Michael Decker: Driver Development

Week 3


10 June

Continued respinning my code today. Most of the functionality has been respun now, and soon a few purely formatting commits will take place (comments, tabs, naming, reordering, splitting to .h file)

11 June

Ran the code through the compiler this morning; cleaned up some things from the output.

Finally got to test her out. Tests were run via PXE chainloading from the onboard NIC to the PCI card. The DHCP server gave PXE the gPXE image, and it gave gPXE an HTTP URL, which pointed to a gPXE script that loads a kernel from an external HTTP server.

It wasn't responding past open() at first, so I built a debug image of the original driver to record the output for comparison. Fixed a few mistakes, but I believe the big one was the rx status not being checked in eepro100_poll().

Now she makes it a little ways, though appears to still have problems:

gPXE 0.9.3 -- Open Source Boot Firmware -- http://etherboot.org
Features: HTTP DNS TFTP iSCSI AoE bzImage Multiboot PXE PXEXT

net0: 00:90:27:43:84:4b on PCI01:00.0 (open)
  [Link:up, TX:0 TXE:0 RX:0 RXE:0]
Waiting for link-up on net0... ok
DHCP (net0 00:90:27:43:84:4b)... ok
net0: 192.168.1.19/255.255.255.0 gw 192.168.1.1
Booting from filename "http://192.168.1.9/gtest.gpxe"
http://192.168.1.9/gtest.gpxe... ok
http://rom.etherboot.org/gtest/bz2bzImage... Input/output error (0x1d0c6039)
Could not fetch http://rom.etherboot.org/gtest/bz2bzImage: Input/output error ()
Could not boot http://192.168.1.9/gtest.gpxe: Input/output error (0x1d0c6039)

■ ■ ■ ■ ■

_YOUR GOAL_
Give a three-sentence summary of the driver development log.

(Collection entries)
■ ■ ■ ■ ■

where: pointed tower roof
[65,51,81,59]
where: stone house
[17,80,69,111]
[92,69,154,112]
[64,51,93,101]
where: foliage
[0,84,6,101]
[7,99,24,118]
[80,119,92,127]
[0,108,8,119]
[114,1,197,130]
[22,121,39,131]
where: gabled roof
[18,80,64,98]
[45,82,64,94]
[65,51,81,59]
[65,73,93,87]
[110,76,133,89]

■ ■ ■ ■ ■

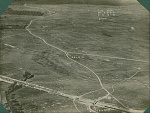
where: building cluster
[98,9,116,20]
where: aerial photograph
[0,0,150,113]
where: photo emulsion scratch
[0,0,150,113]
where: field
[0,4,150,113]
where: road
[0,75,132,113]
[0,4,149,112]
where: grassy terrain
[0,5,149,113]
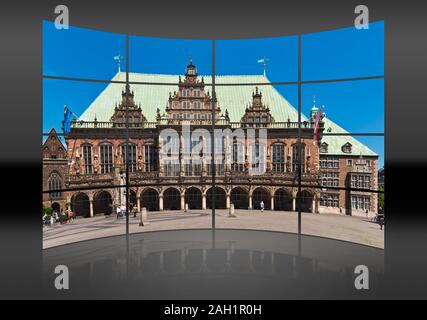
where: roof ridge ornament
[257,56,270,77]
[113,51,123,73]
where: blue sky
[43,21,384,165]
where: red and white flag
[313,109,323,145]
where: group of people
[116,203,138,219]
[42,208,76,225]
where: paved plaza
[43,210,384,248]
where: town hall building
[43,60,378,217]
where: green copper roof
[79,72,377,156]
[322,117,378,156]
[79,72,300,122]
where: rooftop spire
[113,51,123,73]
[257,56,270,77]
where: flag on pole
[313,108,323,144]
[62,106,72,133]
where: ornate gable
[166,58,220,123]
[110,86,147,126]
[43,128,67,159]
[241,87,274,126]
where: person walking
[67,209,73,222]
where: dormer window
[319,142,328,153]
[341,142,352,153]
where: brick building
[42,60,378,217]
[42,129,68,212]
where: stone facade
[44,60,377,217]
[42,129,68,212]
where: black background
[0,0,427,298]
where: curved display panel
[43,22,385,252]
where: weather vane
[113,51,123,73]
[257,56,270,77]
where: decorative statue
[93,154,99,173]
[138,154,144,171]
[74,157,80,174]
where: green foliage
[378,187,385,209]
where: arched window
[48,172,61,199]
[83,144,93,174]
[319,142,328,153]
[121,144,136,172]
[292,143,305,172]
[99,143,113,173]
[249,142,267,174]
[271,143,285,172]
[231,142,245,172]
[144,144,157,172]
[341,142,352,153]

■ ■ ■ ■ ■

_TASK RESPONSE_
On 10 June, the author continued respinning the driver code, with most of the functionality done and purely formatting commits planned next. On 11 June, after compiling the code and cleaning up the output, the author tested the driver by PXE chainloading from the onboard NIC to the PCI card, using gPXE and an HTTP-hosted script to load a kernel from an external server. The driver at first stopped responding past open(), and after several fixes, chiefly checking the rx status in eepro100_poll(), it progressed further, but the boot still failed with input/output errors when fetching the kernel image.